When you look at the Portuguese Primeira Liga, it’s impossible not to be drawn to the big clubs like Benfica and Porto that have dominated for so long, but there’s something underneath that has now driven the wider game just as much.

You might also be watching football’s coaching future, and maybe your own club’s next manager. The competition has become a breeding ground for the game’s thinkers. Portugal currently provides more non-domestic managers to Europe’s top five leagues than any other country. They are the best represented in the Premier League outside the English, and the best represented in Ligue 1 outside the French. They are also the reigning European champions, with the country’s victory at Euro 2016 under Fernando Santos also representing a victory for a way of playing.

Portuguese managers have not just won the biggest trophies, but influenced the way the game is trained, especially in relation to concepts like periodisation.

That was an era famously kick-started by Jose Mourinho, but continued by coaches like Jose Gomes, with significant evolution along the way. Gomes is now preparing Maritimo to get back playing on Wednesday, but has the suitably international career you’d expect. The 49-year-old was in charge of Reading last season, having previously worked in Hungary, Saudi Arabia and UAE.

Gomes says he has spent a lot of lockdown studying opposition and thinking about how to play, and believes it’s that – thinking your way through complicated problems – that has played a large part in his country’s rise as a production line for coaches, especially given Portugal’s previous relative poverty.

“You only have to look at the way we develop as coaches,” Gomes says. “At the start, we are working in very poor conditions, not very good facilities. When I started, for example, I had to share a pitch with two more teams so we had 25 players training in one third of a pitch. You must prepare your game in that space – with simple things missing. So we must try and find new ways of working regarding football issues.

“Things are better now, and we have improved a lot, but I think sometimes we make miracles given the conditions we have and the number of people [10m] in the country.”

That history of adaptation, however, has since been complemented and legitimised by a culture of education. Portugal is one of those countries – like Italy – that has made coaching an academic vocation.

“I studied football in university,” Gomes says. “We do have different routes. I played football, until the third division. I was a bad footballer! So it’s not enough to receive the knowledge. I studied. This also happened with Mourinho, Andre Villas-Boas, although to a different university. So we study football in university, and after we finish the degree, we learn the professional life and reality by being part of a club staff. That’s what happened with me. If you were a professional footballer, you still must go to the Portuguese federation and do the normal coaching courses. So we drink water from the same source.”

*Material provided*.
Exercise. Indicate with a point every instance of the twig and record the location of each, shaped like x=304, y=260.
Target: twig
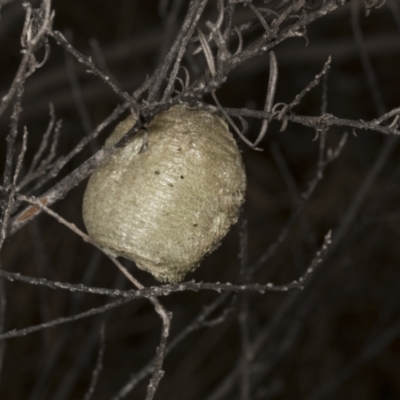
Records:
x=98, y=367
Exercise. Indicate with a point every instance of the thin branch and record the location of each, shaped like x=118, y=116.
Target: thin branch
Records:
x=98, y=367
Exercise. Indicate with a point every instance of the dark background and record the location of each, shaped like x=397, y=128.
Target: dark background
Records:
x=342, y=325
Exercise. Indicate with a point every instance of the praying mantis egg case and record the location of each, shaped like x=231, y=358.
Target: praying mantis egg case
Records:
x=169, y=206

...

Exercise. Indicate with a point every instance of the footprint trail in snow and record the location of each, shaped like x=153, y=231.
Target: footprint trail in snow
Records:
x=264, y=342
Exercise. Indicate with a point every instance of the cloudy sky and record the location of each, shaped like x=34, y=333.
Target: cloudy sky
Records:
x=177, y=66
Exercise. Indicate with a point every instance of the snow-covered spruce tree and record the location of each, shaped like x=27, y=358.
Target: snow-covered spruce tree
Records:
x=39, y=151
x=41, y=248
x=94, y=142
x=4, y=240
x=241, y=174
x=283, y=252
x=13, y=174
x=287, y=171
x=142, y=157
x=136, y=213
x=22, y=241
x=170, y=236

*Exercise directions*.
Answer these from the passage on Portuguese football coaches:
1. Which club did Jose Gomes manage last season?
2. When Gomes started out, how many players trained in one third of a pitch?
3. Under which manager did Portugal win Euro 2016?

*Correct answer*.
1. Reading
2. 25
3. Fernando Santos